- **Using the information**:
**A.** Answer these questions from the passage on computational drug design, one line each:
(i) What does Metaphore's MIMIC™ platform identify in order to mimic it?
(ii) What are most computer-assisted drug design models based on?
(iii) According to the final paragraph, what prevented many of the feared outcomes of the HGP?
**B.** Continue the passage on AI in drug discovery from the point where it stops.

- **Page text**:
━━━━━━━━━━━━━━━━━━━━

Implementing computational approaches in the life sciences requires effective platform development that marries biology with computation.
Apriori’s Octavia platform is designed from the bottom-up to seamlessly integrate experimental insights and AI. This is the same approach we use at Metaphore, which is developing novel therapeutics that mimic known targets or ligands but have optimized functions, specificities, and selectivities. Metaphore’s MIMIC™ platform identifies a pharmacophore (the set of essential features that elicit a highly specific function or action from another molecule) to mimic and then uses computational methods to finely map the surface features. Those features can then be adjusted via machine learning to optimize biological functions and resulting patient outcomes.
Empirical data is still foundational to the accuracy of the modeled molecular interactions. While most computer-assisted drug design models are based on static snapshots, the reality is that functional molecules are in constant motion. The Metaphore experimental platform considers the dynamics of the system, informing uniquely high-resolution maps of the pharmacophore. As a result, we have a better picture of the interaction and, thus, the steps necessary for optimization that will trigger a desired biological response.
Ensure multidisciplinary experts are at the table
While uncertainty swirls around the future impact of AI, the reality is that we can help to resolve some of that uncertainty and begin to manage potential risks through policymaking and industry best practices. I am again reminded of the HGP and the storm of anxiety it unleashed. Many of those feared outcomes were prevented by evolving rules to appropriately regulate genetic technologies and ensure the responsible use of genetic information without minimizing its potential impact.

━━━━━━━━━━━━━━━━━━━━

- **Information supplied**:
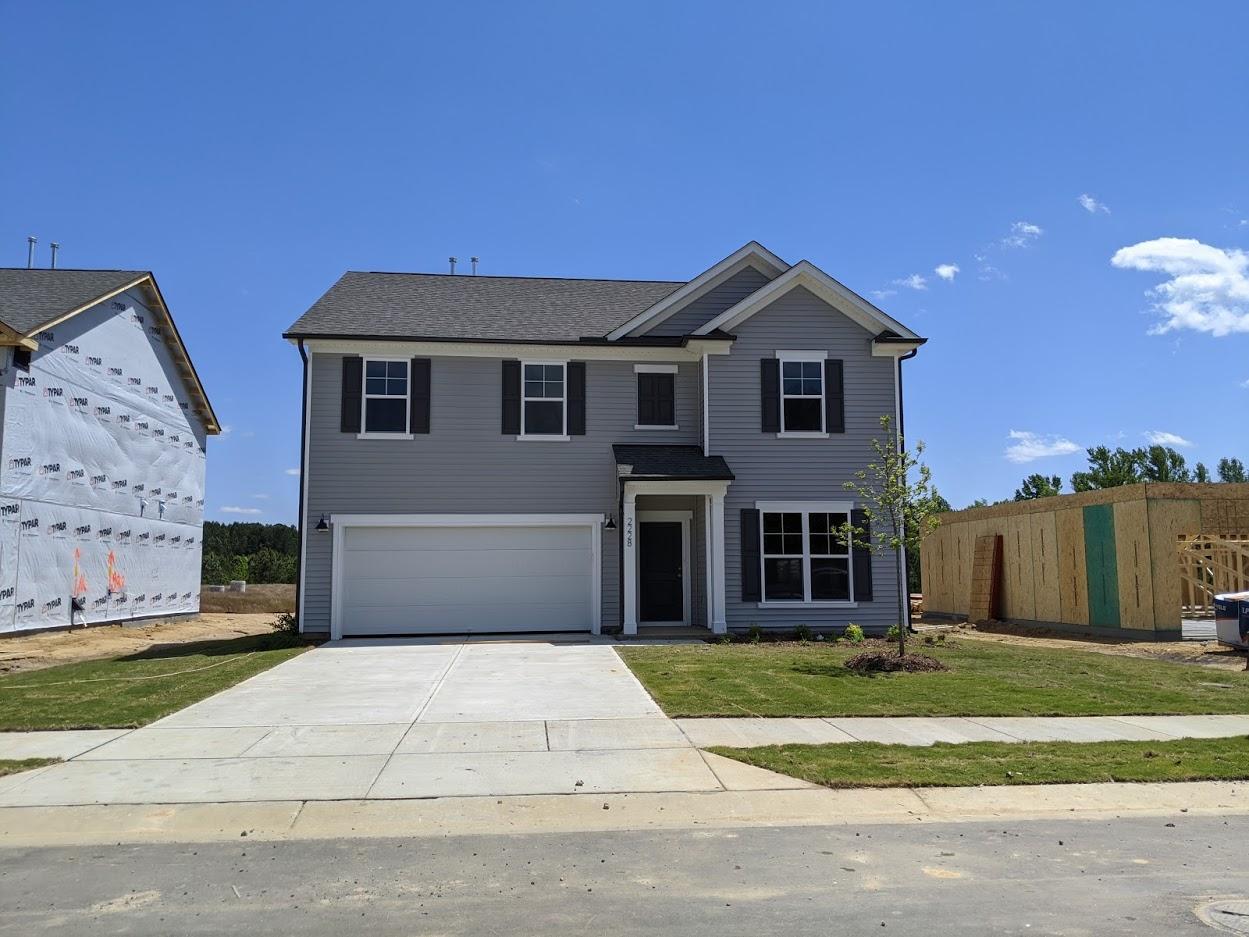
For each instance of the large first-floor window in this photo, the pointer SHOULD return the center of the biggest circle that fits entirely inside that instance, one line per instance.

━━━━━━━━━━━━━━━━━━━━

- **Replies**:
**A.**
(i) A pharmacophore, the set of essential features that elicit a highly specific function or action from another molecule.
(ii) Static snapshots.
(iii) Evolving rules that appropriately regulated genetic technologies and ensured the responsible use of genetic information.

**B.**
Effective AI guidelines must be based on contributions from scientists and AI experts, as well as policymakers to ensure they are optimized for innovation and safety. Organizations like the World Economic Forum, which recognized Apriori as a 2023 Technology Pioneer, provide platforms for convening public and private sector leaders to address industry and societal concerns. As a computational scientist and life science leader, this platform allows me to add my perspective to multidisciplinary discussions, explaining how AI can help to accelerate and scale industry efforts to achieve societal goals, such as ensuring global health and well-being.
As we move forward in developing AI regulations, oversight should be based on a nuanced, balanced, and risk-based approach that carefully considers the needs of patients, as well as the appropriate and respective responsibilities of regulators and industry. Focusing on individual applications of AI can help to integrate the technology into existing regulatory regimes, while avoiding one-size-fits-all approaches that could limit innovation. This should be a collaborative effort between public and private entities.
Looking forward
AI is a powerful tool that can help us to break through the barriers of complexity and scale in biology, transforming how we develop vaccines and drugs in ways that will enhance safety, increase efficacy, and expedite patient access and impact. To realize this potential, we must align ourselves with shared strategic principles. By doing so, we can harness the full impact of AI to propel human health leaps forward in our lifetimes.